• _Task requirements_
From the entries below, retype only the lines from the one with "Target: woman in black blazer" through the one with "Target: wall sign", exactly as written.

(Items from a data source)

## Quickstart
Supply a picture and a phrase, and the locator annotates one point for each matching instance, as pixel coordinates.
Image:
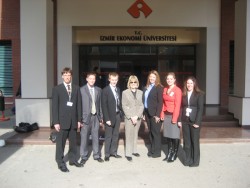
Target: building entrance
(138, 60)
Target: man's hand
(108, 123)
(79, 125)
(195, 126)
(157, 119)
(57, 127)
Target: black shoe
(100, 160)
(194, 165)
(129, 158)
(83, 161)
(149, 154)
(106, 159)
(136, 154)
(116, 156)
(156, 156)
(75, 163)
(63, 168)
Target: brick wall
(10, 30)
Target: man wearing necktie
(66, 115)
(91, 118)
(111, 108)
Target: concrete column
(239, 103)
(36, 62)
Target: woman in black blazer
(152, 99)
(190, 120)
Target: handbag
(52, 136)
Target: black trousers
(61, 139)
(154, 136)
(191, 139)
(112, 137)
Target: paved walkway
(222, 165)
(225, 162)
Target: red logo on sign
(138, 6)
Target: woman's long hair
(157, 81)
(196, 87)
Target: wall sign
...
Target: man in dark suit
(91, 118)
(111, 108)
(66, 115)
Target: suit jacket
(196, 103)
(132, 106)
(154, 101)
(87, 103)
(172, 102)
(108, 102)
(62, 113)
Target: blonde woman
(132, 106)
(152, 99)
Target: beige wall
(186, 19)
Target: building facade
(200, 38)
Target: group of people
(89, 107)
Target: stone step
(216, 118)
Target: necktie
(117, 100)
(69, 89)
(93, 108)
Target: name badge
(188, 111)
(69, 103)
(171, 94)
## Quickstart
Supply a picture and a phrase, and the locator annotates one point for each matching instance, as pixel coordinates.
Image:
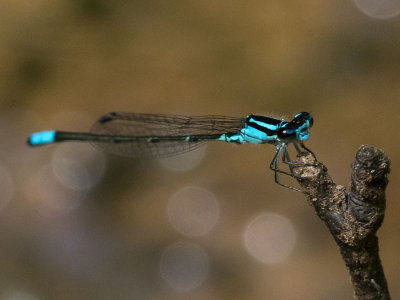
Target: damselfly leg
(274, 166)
* * *
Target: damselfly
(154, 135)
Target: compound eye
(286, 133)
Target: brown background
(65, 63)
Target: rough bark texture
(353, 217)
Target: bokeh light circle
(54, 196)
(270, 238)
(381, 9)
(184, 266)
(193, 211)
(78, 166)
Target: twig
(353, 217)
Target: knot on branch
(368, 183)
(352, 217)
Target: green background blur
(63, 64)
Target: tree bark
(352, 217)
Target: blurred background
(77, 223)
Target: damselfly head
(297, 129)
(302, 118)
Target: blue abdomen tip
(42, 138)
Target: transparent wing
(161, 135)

• _Response below_
Target: woman in black blazer
(152, 99)
(190, 120)
Target: handbag
(52, 136)
Target: black trousers
(61, 139)
(154, 136)
(191, 139)
(112, 137)
Target: paved walkway
(222, 165)
(225, 162)
Target: red logo on sign
(138, 6)
Target: woman's long hair
(157, 81)
(196, 87)
Target: wall sign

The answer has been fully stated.